Saved entries.
+++
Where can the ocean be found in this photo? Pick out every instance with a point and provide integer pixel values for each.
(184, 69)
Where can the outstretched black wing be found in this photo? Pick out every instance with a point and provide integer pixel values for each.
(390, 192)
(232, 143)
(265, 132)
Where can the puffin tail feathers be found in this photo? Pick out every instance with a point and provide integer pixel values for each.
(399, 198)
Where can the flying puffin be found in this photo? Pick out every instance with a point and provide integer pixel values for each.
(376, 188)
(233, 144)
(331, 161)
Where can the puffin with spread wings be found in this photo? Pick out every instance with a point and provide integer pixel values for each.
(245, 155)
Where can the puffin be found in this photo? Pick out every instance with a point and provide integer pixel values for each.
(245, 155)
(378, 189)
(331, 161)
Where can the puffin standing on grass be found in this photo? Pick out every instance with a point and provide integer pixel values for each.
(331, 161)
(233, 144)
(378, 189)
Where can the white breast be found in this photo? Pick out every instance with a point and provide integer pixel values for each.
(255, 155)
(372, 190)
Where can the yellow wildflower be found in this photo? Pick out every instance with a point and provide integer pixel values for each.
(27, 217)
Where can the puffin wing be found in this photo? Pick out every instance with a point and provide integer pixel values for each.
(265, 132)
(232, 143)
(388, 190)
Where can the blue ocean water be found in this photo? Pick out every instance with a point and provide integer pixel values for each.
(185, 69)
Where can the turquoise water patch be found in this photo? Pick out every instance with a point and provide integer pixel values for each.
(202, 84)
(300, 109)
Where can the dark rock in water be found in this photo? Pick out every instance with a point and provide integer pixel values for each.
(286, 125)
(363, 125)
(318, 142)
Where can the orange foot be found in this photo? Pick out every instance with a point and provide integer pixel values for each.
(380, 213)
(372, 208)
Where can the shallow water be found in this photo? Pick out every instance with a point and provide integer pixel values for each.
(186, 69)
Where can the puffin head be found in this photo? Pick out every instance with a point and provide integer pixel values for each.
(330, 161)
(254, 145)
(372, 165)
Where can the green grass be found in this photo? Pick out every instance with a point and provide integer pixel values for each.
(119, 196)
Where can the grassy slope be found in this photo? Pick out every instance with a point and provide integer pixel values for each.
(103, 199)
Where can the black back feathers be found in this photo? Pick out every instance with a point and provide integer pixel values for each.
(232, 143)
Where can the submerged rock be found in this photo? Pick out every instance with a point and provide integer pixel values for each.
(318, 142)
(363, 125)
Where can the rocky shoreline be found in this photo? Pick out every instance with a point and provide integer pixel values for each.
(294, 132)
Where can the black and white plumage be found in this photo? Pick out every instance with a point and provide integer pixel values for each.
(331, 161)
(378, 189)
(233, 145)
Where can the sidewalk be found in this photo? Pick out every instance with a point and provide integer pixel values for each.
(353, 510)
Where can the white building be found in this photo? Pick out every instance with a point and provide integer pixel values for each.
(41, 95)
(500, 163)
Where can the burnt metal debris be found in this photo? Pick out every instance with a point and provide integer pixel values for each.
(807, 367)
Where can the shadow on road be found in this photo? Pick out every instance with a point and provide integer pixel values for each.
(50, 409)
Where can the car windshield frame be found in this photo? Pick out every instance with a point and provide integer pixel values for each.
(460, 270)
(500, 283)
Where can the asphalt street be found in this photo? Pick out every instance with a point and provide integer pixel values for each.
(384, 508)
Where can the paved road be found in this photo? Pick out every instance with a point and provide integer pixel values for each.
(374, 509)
+++
Please copy out the records exactly as they appear.

Solved exercise.
Where can the ocean be found in this photo? Pick out every instance with a point and provide integer pixel values for each.
(184, 69)
Where can the outstretched black wing be found in this photo? Pick out every instance with a point and provide integer pixel values for each.
(390, 192)
(232, 143)
(265, 132)
Where can the puffin tail feathers be found in this photo? Pick out every instance with a point and provide integer pixel values for each.
(399, 198)
Where can the flying puffin be found in this photo? Pick out every instance with a point and provide integer pixel values for each.
(376, 188)
(233, 144)
(331, 161)
Where can the puffin with spread wings be found in this photo? Pick out every instance with a point and provide integer pixel values for each.
(245, 155)
Where can the puffin be found in this photo? Pick out every instance with a point and provide integer pixel values for each.
(245, 155)
(378, 189)
(331, 161)
Where can the puffin standing on grass be found in this photo? Pick out every instance with a point and provide integer pixel values for each.
(331, 161)
(233, 144)
(378, 189)
Where can the white breast be found in this photo? Pick out every instance with a point and provide integer pixel values for each.
(255, 155)
(372, 190)
Where can the yellow wildflower be found in this photo? Pick out every instance with a point and provide integer pixel values for each.
(27, 217)
Where can the puffin wing be found in this photo? Pick out every instance with a point and provide integer pixel values for each.
(265, 132)
(232, 143)
(388, 190)
Where can the blue ocean water be found in this photo? Pick out every instance with a point and provide integer pixel values for each.
(185, 69)
Where can the turquoise water patch be found in this photo? Pick out every instance with a point and provide integer pixel values for each.
(202, 84)
(300, 109)
Where can the dark rock in water be found in this photo? Pick out every instance with a point and provide integer pixel values for each.
(286, 125)
(363, 125)
(318, 142)
Where can the orange foot be found in this photo? Pick out every instance with a point and provide integer pixel values for each.
(380, 213)
(372, 208)
Where can the shallow water be found in this photo? Pick out every instance with a point and provide integer pixel values for each.
(186, 69)
Where can the puffin head be found in this photo? Pick out every instance with a point and provide integer pixel values for each.
(330, 161)
(254, 145)
(372, 165)
Where can the green grass be found in this photo? Pick out every instance with a point and provide integer pixel values for each.
(119, 196)
Where can the grassy slope be found in this photo? Pick out every instance with a point and provide integer pixel values for each.
(103, 199)
Where can the black back feathers be found in this photo? Pick out every instance with a point and provide integer pixel values for each.
(232, 143)
Where can the submerged rock be found in this photo? Pick out every instance with a point and provide integer pixel values for each.
(318, 142)
(363, 125)
Where can the rocky shoreline be found in this photo? Pick out every instance with a point and provide integer pixel values for each.
(294, 132)
Where can the black and white plumage be found in this photo? Pick out every instance with a point and provide integer pixel values for each.
(331, 161)
(378, 189)
(233, 145)
Where can the sidewalk be found in this photo? Pick out every instance with a point and provide integer pixel values for each.
(353, 510)
Where can the white building be found in this photo? Pick out every instance with a point and provide integer pixel values for each.
(41, 95)
(500, 163)
Where can the burnt metal debris be found in this photo? Pick out every instance with a point and provide integer pixel values for each.
(807, 367)
Where can the shadow on road be found in this photo? Pick out every instance with a point and provide integer pixel values for each.
(50, 409)
Where can the car windshield frame be found in this photo? Pick out every instance with a point and provide integer pixel values for each.
(460, 270)
(500, 283)
Where can the asphalt street be found in this photo? Pick out every instance with a point and provide integer pixel values for each.
(384, 508)
Where can the paved road be found in this photo? Pick out every instance with a point and provide integer pixel values for each.
(374, 509)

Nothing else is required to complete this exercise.